## Exercise brief
The records that follow are to be transcribed exactly.
Start of Records
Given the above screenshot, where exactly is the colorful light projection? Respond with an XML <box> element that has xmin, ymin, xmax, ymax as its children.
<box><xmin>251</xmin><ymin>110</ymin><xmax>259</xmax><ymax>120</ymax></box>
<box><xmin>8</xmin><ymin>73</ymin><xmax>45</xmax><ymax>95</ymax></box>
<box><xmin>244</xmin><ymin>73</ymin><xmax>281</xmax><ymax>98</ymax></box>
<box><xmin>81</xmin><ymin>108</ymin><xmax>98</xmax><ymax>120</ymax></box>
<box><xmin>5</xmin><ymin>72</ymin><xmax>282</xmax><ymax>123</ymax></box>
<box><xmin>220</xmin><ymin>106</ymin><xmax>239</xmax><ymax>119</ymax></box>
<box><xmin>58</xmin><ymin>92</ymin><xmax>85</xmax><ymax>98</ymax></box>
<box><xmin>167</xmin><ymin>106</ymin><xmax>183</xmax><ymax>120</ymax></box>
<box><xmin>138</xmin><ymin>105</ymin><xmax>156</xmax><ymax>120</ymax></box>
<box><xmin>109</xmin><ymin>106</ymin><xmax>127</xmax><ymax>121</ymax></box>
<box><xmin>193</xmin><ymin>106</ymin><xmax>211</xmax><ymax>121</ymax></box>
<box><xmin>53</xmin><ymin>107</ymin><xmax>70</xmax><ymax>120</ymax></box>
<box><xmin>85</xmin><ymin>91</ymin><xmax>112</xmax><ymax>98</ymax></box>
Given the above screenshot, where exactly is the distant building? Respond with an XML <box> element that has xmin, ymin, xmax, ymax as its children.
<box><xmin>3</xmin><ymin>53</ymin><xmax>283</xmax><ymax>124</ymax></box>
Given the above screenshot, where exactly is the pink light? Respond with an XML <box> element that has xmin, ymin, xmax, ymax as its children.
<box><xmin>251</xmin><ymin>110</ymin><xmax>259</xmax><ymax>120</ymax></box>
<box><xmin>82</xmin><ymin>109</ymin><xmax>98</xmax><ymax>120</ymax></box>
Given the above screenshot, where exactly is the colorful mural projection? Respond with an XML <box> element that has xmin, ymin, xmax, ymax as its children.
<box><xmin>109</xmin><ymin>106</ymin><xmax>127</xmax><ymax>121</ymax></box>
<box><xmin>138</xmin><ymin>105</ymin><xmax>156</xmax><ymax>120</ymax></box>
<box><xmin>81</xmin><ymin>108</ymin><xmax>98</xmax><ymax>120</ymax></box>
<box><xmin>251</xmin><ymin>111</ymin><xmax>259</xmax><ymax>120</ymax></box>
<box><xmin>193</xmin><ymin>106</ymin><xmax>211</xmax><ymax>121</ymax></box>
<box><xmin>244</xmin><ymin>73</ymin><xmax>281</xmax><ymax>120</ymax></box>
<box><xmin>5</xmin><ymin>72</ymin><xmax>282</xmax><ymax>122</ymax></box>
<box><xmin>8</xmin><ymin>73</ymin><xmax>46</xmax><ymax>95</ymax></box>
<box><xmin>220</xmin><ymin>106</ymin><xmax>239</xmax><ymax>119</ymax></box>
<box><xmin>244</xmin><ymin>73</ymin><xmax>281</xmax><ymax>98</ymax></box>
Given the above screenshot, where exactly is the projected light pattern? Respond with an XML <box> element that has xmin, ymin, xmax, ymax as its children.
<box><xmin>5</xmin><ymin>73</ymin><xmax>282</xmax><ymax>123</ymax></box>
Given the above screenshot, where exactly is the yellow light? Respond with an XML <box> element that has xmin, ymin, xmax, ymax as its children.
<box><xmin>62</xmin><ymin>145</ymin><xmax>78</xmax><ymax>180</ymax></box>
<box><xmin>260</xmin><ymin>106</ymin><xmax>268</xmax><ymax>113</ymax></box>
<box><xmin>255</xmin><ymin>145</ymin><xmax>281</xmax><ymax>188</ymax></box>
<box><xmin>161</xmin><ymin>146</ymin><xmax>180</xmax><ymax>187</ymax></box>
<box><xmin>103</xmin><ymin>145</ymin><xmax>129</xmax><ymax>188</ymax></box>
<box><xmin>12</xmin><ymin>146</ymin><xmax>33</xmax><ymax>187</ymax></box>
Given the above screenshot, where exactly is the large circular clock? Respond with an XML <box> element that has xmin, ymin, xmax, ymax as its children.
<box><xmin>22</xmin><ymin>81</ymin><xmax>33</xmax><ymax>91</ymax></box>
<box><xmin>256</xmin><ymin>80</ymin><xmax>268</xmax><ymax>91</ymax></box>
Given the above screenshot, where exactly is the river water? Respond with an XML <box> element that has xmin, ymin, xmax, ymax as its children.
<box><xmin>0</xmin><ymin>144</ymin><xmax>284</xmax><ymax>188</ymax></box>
End of Records
## Response to this exercise
Given the above screenshot, where exactly is the colorful light projection? Respond with an XML <box> element that has xmin, ymin, xmax, ymax as its children.
<box><xmin>251</xmin><ymin>110</ymin><xmax>259</xmax><ymax>120</ymax></box>
<box><xmin>8</xmin><ymin>73</ymin><xmax>45</xmax><ymax>95</ymax></box>
<box><xmin>244</xmin><ymin>73</ymin><xmax>281</xmax><ymax>98</ymax></box>
<box><xmin>81</xmin><ymin>108</ymin><xmax>98</xmax><ymax>120</ymax></box>
<box><xmin>5</xmin><ymin>72</ymin><xmax>282</xmax><ymax>123</ymax></box>
<box><xmin>220</xmin><ymin>106</ymin><xmax>239</xmax><ymax>119</ymax></box>
<box><xmin>58</xmin><ymin>92</ymin><xmax>85</xmax><ymax>98</ymax></box>
<box><xmin>167</xmin><ymin>106</ymin><xmax>183</xmax><ymax>120</ymax></box>
<box><xmin>138</xmin><ymin>105</ymin><xmax>156</xmax><ymax>120</ymax></box>
<box><xmin>109</xmin><ymin>106</ymin><xmax>127</xmax><ymax>121</ymax></box>
<box><xmin>193</xmin><ymin>106</ymin><xmax>211</xmax><ymax>121</ymax></box>
<box><xmin>53</xmin><ymin>107</ymin><xmax>70</xmax><ymax>120</ymax></box>
<box><xmin>85</xmin><ymin>91</ymin><xmax>112</xmax><ymax>98</ymax></box>
Given the above screenshot, where exactly is the distant building? Respond with an XML <box> element that has xmin, ymin, xmax, ymax as its children.
<box><xmin>3</xmin><ymin>53</ymin><xmax>283</xmax><ymax>124</ymax></box>
Given the above screenshot, where exactly is the pink light? Respond with an XML <box> element that has xmin, ymin, xmax, ymax as its children.
<box><xmin>251</xmin><ymin>110</ymin><xmax>259</xmax><ymax>120</ymax></box>
<box><xmin>82</xmin><ymin>109</ymin><xmax>98</xmax><ymax>120</ymax></box>
Given the above screenshot, where exactly is the colorful mural projection? Respond with an XML <box> element that has xmin, ymin, xmax, ymax as its children.
<box><xmin>109</xmin><ymin>106</ymin><xmax>127</xmax><ymax>121</ymax></box>
<box><xmin>138</xmin><ymin>105</ymin><xmax>156</xmax><ymax>120</ymax></box>
<box><xmin>81</xmin><ymin>108</ymin><xmax>98</xmax><ymax>120</ymax></box>
<box><xmin>251</xmin><ymin>111</ymin><xmax>259</xmax><ymax>120</ymax></box>
<box><xmin>193</xmin><ymin>106</ymin><xmax>211</xmax><ymax>121</ymax></box>
<box><xmin>244</xmin><ymin>73</ymin><xmax>281</xmax><ymax>120</ymax></box>
<box><xmin>5</xmin><ymin>72</ymin><xmax>282</xmax><ymax>122</ymax></box>
<box><xmin>8</xmin><ymin>73</ymin><xmax>46</xmax><ymax>95</ymax></box>
<box><xmin>220</xmin><ymin>106</ymin><xmax>239</xmax><ymax>119</ymax></box>
<box><xmin>244</xmin><ymin>73</ymin><xmax>281</xmax><ymax>98</ymax></box>
Given the above screenshot, where exactly is the projected light pattern? Respond with an XML <box> element that has xmin, ymin, xmax, ymax as its children.
<box><xmin>5</xmin><ymin>73</ymin><xmax>282</xmax><ymax>123</ymax></box>
Given the above screenshot, where exactly is the yellow light? Respond with an XML <box> element that has xmin, ymin, xmax, ymax as its children.
<box><xmin>62</xmin><ymin>145</ymin><xmax>78</xmax><ymax>180</ymax></box>
<box><xmin>260</xmin><ymin>106</ymin><xmax>268</xmax><ymax>113</ymax></box>
<box><xmin>255</xmin><ymin>145</ymin><xmax>281</xmax><ymax>188</ymax></box>
<box><xmin>161</xmin><ymin>146</ymin><xmax>180</xmax><ymax>187</ymax></box>
<box><xmin>103</xmin><ymin>145</ymin><xmax>129</xmax><ymax>188</ymax></box>
<box><xmin>12</xmin><ymin>146</ymin><xmax>33</xmax><ymax>187</ymax></box>
Given the above screenshot, where exactly is the large circular clock? Respond with an XML <box> element that has xmin, ymin, xmax, ymax as its children.
<box><xmin>22</xmin><ymin>81</ymin><xmax>33</xmax><ymax>91</ymax></box>
<box><xmin>256</xmin><ymin>80</ymin><xmax>268</xmax><ymax>91</ymax></box>
Given the above screenshot, where exactly is the river water? Respond with an XML <box> element that has xmin, ymin, xmax, ymax as its children.
<box><xmin>0</xmin><ymin>144</ymin><xmax>284</xmax><ymax>188</ymax></box>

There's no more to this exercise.